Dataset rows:
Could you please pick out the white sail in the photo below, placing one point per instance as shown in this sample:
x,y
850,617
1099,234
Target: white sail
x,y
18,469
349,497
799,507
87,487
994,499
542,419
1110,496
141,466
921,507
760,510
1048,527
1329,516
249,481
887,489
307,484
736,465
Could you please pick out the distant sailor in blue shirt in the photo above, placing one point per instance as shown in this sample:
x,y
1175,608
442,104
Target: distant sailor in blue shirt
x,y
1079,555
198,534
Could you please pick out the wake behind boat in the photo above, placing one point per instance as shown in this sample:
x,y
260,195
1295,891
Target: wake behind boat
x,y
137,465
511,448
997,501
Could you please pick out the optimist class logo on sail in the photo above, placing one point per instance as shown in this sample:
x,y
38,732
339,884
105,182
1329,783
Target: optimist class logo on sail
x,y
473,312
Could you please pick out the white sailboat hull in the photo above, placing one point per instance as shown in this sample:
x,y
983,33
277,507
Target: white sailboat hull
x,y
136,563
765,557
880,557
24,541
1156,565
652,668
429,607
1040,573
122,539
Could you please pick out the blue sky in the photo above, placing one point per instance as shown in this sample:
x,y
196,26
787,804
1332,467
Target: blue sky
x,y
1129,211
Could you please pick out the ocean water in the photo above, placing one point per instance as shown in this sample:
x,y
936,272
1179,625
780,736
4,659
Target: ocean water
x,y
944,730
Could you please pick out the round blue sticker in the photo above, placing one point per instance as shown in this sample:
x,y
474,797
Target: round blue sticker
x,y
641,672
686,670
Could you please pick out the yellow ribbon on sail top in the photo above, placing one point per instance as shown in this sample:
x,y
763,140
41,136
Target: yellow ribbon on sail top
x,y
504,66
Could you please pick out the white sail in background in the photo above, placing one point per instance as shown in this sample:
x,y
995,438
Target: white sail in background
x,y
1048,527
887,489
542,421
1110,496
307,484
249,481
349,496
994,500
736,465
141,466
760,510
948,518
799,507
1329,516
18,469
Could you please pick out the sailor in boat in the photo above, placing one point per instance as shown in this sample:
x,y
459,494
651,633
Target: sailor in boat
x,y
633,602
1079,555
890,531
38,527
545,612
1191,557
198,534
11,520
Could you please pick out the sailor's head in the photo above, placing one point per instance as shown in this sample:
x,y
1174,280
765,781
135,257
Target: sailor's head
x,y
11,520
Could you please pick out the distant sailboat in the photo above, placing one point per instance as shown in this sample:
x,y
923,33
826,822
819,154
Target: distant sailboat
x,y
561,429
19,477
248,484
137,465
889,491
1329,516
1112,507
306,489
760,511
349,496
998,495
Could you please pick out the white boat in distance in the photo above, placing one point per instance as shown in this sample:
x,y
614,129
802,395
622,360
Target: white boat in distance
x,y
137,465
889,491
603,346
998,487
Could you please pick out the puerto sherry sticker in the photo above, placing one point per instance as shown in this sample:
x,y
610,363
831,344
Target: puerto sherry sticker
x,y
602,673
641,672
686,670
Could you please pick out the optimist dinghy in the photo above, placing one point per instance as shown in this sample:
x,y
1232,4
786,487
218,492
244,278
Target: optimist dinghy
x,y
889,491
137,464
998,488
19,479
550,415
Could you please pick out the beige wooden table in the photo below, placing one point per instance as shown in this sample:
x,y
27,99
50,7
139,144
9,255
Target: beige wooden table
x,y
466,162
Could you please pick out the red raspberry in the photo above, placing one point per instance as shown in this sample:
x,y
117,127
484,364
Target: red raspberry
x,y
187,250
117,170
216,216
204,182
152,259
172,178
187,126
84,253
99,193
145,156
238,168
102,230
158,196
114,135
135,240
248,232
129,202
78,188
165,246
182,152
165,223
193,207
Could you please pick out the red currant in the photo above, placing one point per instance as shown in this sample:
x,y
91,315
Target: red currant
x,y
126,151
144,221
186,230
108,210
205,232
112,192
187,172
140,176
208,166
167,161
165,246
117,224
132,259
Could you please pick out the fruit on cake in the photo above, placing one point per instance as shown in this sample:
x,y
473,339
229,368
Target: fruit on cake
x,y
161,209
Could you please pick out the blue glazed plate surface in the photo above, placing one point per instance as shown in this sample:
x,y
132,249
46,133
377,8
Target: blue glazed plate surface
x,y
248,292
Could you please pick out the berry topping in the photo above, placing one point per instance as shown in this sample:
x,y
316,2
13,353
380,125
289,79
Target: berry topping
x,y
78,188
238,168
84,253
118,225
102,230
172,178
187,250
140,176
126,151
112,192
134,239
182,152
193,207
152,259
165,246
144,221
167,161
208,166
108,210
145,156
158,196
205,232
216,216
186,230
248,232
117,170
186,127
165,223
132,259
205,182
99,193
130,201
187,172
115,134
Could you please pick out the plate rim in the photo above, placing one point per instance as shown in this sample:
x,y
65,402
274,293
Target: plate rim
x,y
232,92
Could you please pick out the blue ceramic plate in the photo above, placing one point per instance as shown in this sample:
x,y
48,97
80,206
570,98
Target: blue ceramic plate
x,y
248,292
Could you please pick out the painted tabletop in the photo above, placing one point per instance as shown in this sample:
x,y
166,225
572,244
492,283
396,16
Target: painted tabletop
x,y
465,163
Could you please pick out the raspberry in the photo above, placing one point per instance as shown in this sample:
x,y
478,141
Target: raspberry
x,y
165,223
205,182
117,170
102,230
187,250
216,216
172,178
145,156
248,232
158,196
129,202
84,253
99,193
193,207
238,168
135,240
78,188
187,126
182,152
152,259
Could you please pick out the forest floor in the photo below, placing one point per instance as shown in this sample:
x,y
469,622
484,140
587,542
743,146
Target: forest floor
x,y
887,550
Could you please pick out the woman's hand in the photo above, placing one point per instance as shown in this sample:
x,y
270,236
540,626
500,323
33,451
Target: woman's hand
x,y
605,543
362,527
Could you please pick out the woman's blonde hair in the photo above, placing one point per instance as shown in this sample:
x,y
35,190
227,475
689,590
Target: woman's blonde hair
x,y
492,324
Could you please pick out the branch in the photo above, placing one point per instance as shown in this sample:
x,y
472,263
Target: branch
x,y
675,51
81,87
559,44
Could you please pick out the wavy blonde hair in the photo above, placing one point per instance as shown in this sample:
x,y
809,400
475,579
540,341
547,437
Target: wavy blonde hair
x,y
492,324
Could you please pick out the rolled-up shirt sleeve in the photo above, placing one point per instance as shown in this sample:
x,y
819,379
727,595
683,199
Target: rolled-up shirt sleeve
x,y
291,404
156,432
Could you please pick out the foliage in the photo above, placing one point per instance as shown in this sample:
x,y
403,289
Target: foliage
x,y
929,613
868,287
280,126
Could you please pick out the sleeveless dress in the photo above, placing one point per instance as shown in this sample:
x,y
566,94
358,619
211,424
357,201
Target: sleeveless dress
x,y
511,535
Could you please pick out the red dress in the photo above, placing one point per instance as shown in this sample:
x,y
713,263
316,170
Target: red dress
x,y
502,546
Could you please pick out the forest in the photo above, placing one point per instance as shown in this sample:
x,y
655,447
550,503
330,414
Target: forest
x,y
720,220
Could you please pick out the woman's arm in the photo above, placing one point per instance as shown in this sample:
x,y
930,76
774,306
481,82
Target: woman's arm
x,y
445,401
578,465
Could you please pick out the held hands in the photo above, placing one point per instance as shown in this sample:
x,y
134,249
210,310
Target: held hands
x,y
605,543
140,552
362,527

Request:
Return the entries verbatim, starting at the line that contains "Could you please pick out the held" and ending with the last line of the entries.

In response:
Could you please pick out the held hands in the photo above, placing one point per instance as shown in this sample:
x,y
134,249
210,310
Target: held hands
x,y
605,543
140,552
362,527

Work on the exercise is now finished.